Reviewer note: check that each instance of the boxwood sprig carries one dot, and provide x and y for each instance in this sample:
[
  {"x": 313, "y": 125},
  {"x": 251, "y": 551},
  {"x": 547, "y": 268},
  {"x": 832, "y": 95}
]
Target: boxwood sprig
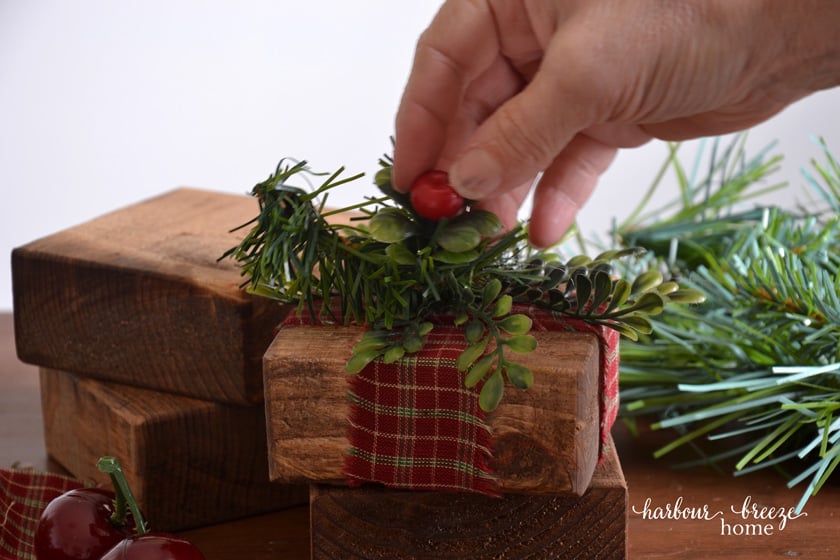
[{"x": 395, "y": 271}]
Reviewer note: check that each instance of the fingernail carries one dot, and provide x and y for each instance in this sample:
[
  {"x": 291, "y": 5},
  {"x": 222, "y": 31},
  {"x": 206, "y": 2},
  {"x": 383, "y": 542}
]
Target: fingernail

^^^^

Your objective: Reproduce, word for word, only the lines from the one that contains "Reviewer note: check that each instance of the fingernail" through the final line.

Solution for this problem:
Reviewer note: check that each instance of the fingernail carries one dot, and provide x and y for each instance in this sample:
[
  {"x": 291, "y": 5},
  {"x": 222, "y": 31},
  {"x": 206, "y": 2},
  {"x": 383, "y": 542}
]
Target: fingernail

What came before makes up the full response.